- EXTRACT:
Barone's argument for decentralization reminds me of a famous judicial opinion that justified so-called "Corporate Social Responsibility," A.P. Smith Manufacturing Company vs. Barlow, 90 A.2d 581 (New Jersey 1953). There several shareholders challenged the corporation's gift of $1,500 to Princeton University. The New Jersey Supreme Court rejected the challenge, holding that, absent countervailing language in the corporate charter, a firm's directors were free to make such gifts. The opinion rested in part on testimony by former executives in other firms, including U.S. Steel, to the effect that corportate support for independent centers of learning helped create the conditions necessary for a thriving free society.

- Dataset rows:
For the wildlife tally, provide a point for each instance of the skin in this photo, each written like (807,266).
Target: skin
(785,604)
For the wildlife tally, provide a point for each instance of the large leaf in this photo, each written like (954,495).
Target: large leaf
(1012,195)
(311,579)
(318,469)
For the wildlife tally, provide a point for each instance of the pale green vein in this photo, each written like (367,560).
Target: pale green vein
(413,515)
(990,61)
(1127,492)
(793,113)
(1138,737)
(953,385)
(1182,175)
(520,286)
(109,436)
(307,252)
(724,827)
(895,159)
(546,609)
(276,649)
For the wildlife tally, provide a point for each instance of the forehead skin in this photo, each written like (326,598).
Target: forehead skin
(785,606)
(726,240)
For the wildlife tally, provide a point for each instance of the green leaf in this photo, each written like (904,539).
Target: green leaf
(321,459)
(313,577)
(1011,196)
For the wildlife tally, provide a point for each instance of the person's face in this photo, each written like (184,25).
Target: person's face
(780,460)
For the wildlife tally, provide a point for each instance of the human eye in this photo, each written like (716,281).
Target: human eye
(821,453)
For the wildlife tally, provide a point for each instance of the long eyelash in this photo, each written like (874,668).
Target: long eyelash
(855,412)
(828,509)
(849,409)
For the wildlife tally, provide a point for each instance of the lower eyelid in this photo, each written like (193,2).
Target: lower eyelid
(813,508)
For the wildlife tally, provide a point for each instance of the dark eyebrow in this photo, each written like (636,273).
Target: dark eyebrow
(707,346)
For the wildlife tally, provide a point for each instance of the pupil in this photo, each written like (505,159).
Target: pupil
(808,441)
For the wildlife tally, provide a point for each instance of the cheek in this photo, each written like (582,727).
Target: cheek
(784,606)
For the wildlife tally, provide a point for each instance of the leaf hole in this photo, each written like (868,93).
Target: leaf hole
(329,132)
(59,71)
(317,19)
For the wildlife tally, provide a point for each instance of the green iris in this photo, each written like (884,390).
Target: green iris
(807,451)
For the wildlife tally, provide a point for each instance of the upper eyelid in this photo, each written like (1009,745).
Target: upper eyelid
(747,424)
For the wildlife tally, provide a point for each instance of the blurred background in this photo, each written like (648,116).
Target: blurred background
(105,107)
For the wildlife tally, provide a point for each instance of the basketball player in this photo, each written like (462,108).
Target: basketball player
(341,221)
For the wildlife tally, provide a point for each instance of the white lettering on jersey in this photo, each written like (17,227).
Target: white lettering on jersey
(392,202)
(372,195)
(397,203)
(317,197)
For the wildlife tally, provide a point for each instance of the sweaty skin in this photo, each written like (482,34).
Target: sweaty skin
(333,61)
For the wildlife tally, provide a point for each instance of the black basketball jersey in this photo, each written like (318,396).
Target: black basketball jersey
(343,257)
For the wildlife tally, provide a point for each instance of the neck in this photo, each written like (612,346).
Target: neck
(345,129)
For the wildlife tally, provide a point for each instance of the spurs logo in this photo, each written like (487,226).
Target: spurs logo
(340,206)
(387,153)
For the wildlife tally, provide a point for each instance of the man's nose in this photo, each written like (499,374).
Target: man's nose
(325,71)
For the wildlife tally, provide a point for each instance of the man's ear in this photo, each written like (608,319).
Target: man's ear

- EXERCISE TASK:
Extend the passage about the New Jersey court case over a corporate gift to Princeton, picking up after its last sentence. These records were drawn from a separate source.

- THE REPLY:
"Mr. Irving S. Olds, former Chairman of the Board of US Steel, opined that . . . . 'Capitalism and free enterprise owe their survival in no small degree to the existence of our private, independent universities' and that if American business does not aid in their maintenance it is not 'properly protecting the long-range interest of its stockholders, its employees and its customers.' Similarly, Dr. Harold W. Dodds, President of Princeton University, suggested that if private institutions of higher learning were replaced by governmental institutions our society would be vastly different and private enterprise in other fields would fade out rather promptly. Further on he stated that 'democratic society will not long endure if it does not nourish within itself strong centers of non-governmental fountains of knowledge, opinions of all sorts not governmentally or politically originated. If the time comes when all these centers are absorbed into government, then freedom as we know it, I submit, is at an end.'"
Let's hope that Congress rejects this proposal, and not simply because our most productive citizens already pay enough in taxes !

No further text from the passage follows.